Output everything in the records below from the line containing "Please identify the distant hill" down to the line containing "Please identify the snow", both included, as a Markdown table with the columns Row and Line, skipping blank lines.
■ ■ ■ ■ ■ ■ ■
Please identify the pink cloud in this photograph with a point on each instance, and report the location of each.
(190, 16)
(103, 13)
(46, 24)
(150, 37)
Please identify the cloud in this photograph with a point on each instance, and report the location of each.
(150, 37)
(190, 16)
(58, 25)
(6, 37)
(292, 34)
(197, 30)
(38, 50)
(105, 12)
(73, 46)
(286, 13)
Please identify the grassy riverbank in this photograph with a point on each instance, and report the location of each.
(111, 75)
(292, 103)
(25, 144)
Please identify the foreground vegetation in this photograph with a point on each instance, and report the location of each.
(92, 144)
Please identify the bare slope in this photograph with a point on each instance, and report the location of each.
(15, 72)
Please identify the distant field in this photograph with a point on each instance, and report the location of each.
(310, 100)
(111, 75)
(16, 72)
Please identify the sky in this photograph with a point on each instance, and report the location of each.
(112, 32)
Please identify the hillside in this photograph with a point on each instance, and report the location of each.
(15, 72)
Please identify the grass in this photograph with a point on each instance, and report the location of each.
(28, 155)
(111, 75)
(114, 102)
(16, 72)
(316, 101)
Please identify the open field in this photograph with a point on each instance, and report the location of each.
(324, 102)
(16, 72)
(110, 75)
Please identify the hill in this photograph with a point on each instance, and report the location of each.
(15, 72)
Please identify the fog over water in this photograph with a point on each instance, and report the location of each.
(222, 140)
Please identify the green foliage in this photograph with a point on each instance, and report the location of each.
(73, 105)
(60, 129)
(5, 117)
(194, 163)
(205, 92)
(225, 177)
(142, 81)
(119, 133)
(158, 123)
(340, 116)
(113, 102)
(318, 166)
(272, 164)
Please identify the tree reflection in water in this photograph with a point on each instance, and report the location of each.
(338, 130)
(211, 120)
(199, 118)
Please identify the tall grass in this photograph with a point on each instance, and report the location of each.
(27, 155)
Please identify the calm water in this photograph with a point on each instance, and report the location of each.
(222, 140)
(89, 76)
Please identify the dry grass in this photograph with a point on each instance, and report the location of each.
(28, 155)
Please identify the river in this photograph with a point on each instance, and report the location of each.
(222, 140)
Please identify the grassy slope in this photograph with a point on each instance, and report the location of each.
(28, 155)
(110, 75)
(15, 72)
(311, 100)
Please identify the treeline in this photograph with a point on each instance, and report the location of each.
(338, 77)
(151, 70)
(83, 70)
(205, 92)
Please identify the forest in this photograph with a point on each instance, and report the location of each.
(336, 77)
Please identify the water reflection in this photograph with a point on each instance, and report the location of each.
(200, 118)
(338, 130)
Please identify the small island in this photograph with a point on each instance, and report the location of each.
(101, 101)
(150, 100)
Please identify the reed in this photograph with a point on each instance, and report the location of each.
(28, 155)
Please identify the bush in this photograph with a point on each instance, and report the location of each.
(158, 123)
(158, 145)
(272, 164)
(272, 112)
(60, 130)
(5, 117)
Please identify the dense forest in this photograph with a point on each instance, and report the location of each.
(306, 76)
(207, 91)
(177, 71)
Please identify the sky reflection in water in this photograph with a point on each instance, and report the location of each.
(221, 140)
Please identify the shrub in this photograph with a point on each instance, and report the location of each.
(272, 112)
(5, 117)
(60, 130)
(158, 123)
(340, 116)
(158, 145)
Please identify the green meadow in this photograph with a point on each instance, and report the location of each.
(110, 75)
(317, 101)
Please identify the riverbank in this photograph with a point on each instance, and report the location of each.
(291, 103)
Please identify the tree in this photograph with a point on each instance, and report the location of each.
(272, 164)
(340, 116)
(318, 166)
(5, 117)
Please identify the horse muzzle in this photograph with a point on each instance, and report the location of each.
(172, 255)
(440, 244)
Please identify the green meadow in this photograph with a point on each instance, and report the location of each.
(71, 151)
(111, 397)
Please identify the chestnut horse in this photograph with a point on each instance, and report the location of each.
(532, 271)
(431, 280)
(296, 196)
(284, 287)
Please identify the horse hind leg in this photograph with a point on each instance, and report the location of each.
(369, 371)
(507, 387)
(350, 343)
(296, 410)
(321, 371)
■ ■ ■ ■ ■ ■ ■
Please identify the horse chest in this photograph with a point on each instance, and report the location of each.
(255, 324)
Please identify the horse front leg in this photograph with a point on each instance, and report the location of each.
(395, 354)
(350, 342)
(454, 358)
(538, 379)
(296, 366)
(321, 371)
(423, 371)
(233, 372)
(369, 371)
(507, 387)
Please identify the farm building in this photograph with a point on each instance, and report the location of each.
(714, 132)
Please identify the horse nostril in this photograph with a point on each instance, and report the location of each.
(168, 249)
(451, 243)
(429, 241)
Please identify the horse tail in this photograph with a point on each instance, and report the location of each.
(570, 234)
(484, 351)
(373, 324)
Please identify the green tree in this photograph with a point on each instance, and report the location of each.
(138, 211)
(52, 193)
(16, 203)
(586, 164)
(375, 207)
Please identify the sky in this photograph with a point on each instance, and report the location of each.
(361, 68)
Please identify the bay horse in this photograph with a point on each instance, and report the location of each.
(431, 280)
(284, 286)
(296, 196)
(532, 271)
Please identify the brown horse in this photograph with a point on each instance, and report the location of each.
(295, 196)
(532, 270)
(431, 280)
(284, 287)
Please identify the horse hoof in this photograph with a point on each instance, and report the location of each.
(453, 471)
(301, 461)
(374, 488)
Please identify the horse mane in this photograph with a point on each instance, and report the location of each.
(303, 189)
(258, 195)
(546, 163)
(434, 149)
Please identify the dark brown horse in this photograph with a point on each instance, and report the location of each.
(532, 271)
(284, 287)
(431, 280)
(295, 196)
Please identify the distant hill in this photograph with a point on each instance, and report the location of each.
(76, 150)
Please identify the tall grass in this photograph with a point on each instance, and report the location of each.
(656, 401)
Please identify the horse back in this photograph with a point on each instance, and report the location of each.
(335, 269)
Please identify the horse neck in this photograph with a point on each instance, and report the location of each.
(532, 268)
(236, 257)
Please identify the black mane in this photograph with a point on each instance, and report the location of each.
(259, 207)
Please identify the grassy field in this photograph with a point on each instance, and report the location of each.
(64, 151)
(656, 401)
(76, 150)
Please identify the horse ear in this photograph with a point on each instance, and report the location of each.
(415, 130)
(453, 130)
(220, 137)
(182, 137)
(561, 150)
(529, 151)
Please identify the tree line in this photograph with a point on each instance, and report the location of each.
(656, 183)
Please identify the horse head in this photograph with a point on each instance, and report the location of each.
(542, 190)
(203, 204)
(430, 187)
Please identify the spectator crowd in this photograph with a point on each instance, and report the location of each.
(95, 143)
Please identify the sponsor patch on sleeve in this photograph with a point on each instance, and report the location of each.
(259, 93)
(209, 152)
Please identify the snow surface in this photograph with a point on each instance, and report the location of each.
■ ■ ■ ■ ■ ■ ■
* IN RESPONSE *
| Row | Line |
|---|---|
| 1 | Please identify the distant hill in this photograph with a point on each instance, and report the location of each. |
| 2 | (76, 150) |
| 3 | Please identify the tall grass in this photograph with a point on each instance, and report the location of each. |
| 4 | (656, 401) |
| 5 | Please identify the horse back in this photograph with a point on each instance, and report the location of each. |
| 6 | (335, 269) |
| 7 | Please identify the horse neck in this photograph with a point on each instance, and report the location of each. |
| 8 | (532, 268) |
| 9 | (236, 257) |
| 10 | Please identify the black mane in this photograph with a point on each instance, and report the location of each. |
| 11 | (259, 207) |
| 12 | Please identify the grassy field in this photograph with a point on each instance, and report the location of each. |
| 13 | (64, 151) |
| 14 | (656, 401) |
| 15 | (76, 150) |
| 16 | Please identify the horse ear in this photograph with a point on each instance, and report the location of each. |
| 17 | (415, 130) |
| 18 | (453, 130) |
| 19 | (220, 137) |
| 20 | (182, 137) |
| 21 | (561, 150) |
| 22 | (529, 151) |
| 23 | Please identify the tree line in this photograph with a point on each instance, and report the location of each. |
| 24 | (656, 183) |
| 25 | Please identify the horse head in this photograph with a point on each instance, and report the location of each. |
| 26 | (542, 190) |
| 27 | (203, 204) |
| 28 | (430, 187) |
| 29 | Please identify the spectator crowd in this photograph with a point on each instance, and report the location of each. |
| 30 | (95, 143) |
| 31 | Please identify the sponsor patch on sleeve in this photograph with a point on each instance, and report the location of each. |
| 32 | (259, 93) |
| 33 | (209, 152) |
| 34 | Please identify the snow surface in this photograph with a point on each instance, and report the location of each. |